- Activity:
Set down, word for word, only the lines from the start of the records through the line bearing "point: green field"; include no pictures.

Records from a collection
________________________

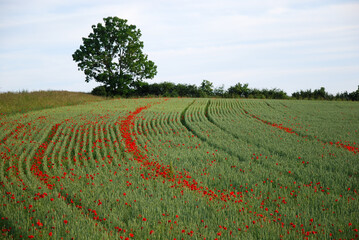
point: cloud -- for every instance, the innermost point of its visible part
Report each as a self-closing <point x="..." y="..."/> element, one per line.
<point x="222" y="41"/>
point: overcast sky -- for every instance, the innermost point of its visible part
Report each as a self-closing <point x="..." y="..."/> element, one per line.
<point x="291" y="45"/>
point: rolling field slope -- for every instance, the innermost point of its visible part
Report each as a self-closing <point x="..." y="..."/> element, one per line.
<point x="181" y="169"/>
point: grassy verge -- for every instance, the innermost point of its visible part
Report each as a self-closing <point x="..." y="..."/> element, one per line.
<point x="15" y="102"/>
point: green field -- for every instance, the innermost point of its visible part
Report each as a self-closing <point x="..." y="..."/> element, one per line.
<point x="181" y="168"/>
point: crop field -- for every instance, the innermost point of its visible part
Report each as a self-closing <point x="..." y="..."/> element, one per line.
<point x="181" y="168"/>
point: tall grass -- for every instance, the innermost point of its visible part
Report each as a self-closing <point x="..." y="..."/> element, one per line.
<point x="24" y="101"/>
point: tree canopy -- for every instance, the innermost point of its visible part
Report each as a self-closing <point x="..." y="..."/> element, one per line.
<point x="112" y="55"/>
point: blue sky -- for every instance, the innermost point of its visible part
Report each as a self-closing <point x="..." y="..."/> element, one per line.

________________________

- Response to the exercise:
point: cloud -- for every instance, the innermost point of its visible part
Report each as a self-closing <point x="..." y="..."/> element, one per line.
<point x="222" y="41"/>
point: overcast sky -- for every instance, the innermost point of its visible part
Report each as a self-closing <point x="..." y="..."/> element, one per line.
<point x="291" y="45"/>
point: rolling field slope -- for every instance, the innermost point of its visible part
Report each as a self-closing <point x="..." y="..."/> element, one per line.
<point x="181" y="169"/>
point: grassy verge -- for every instance, the innermost point of its visible part
Report each as a self-closing <point x="..." y="..."/> element, one per line.
<point x="15" y="102"/>
point: green field -- for every instance, the innermost point of its visible part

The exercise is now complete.